** WHAT YOU NEED TO DO **
**1.** According to the thread about endian variants of readWord and writeWord, what do the readWord* methods currently return?
**2.** Pick up the thread about big-endian and little-endian variants of readWord and writeWord after its last reply, and carry it on.

** SELECTED TEXT **
↓↓↓
Add big-endian and little-endian variants of readWord and writeWord

[fivdi]

Add the following methods to class Bus

• readWordBE
• readWordLE
• readWordSyncBE
• readWordSyncLE
• writeWordBE
• writeWordLE
• writeWordSyncBE
• writeWordSyncLE

Add the following methods to class PromisifiedBus

• readWordBE
• readWordLE
• writeWordBE
• writeWordLE

[johntalton]

Given that an implementation exists on Buffer ... is this appropriate.

in fact, preferences would be to see the API reduce the nodejs deps and return ArrayBuffer or one of the TypedArray's. but alas, i do not have that PR ready :)

[fivdi]

Given that an implementation exists on Buffer ... is this appropriate.

Yes, I think it is appropriate. Class Bus already has the methods readWord, readWordSync, writeWord and writeWordSync. In addition, class PromisifiedBus already has methods readWord and writeWord. The current implementations of these methods are either all big-endian or all little-endian, I can't actually recall which. Curently, none of these methods rely on Buffer. The readWord* methods return a number and the writeWord* methods are passed a number. This is a simple interface and it should stay that way. Modifying the interfaces of these methods to use Buffers rather than numbers would make things more complex and more difficult to use.
↑↑↑
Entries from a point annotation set
↓↓↓
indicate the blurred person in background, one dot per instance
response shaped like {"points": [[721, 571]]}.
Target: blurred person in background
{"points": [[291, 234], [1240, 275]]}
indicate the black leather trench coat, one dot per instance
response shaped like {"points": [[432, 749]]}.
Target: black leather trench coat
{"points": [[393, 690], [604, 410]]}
↑↑↑
** ANSWERS TO THE TASKS **
**1.** A number.

**2.**
in fact, preferences would be to see the API reduce the nodejs deps and return ArrayBuffer or one of the TypedArray's. but alas, i do not have that PR ready :)

As mentioned, the APIs which are the subject of this issues rely on numbers rather than Buffers which makes the interface simpler and easier to use so it should stay that way. There are other methods that rely on Buffers but that would be a different issue. What I don't want to do is make breaking changes to any of the APIs.

[johntalton]

indeed my own bias shows through. I avoid r/w Word calls. And focus on Byte or Buffer api via a helper class I2CAddressedBus

Which maps to (i2cRead, i2cWrite, sendByte, readI2cBlock and writeI2cBlock)
i also use some non-addressed method (like deviceId 😄)

these five methods seem to cover most use cases (i have over a dozen I²C devices which i have written drivers for attached to a Pi4 and they all can be accessed via these methods only)

I share the above only to provide an example Use case. Im sure many other use the api differently.

Now, as for readWord (and friends).

The i2c_smbus_access layer and above performs NO conversions (aka i2c_smbus_data IS buffer .. or at least a _u8 array of I2C_SMBUS_BLOCK_MAX [actually 34]). Well, minus the Nan cast into a _s32.

This can be considered vendor-format as every device (and sometimes on the same device) defines the byte ordering.

ARCH	Device	readWord	readWordLE	readWordBE
LE	LE	LE	LE	swap to BE
LE	BE	BE	BE	swap to BE
BE	LE	LE	swap to BE	LE
BE	BE	BE	swap to BE	BE

With strikeouts being logic errors on the application side - maybe. This seems to work ok.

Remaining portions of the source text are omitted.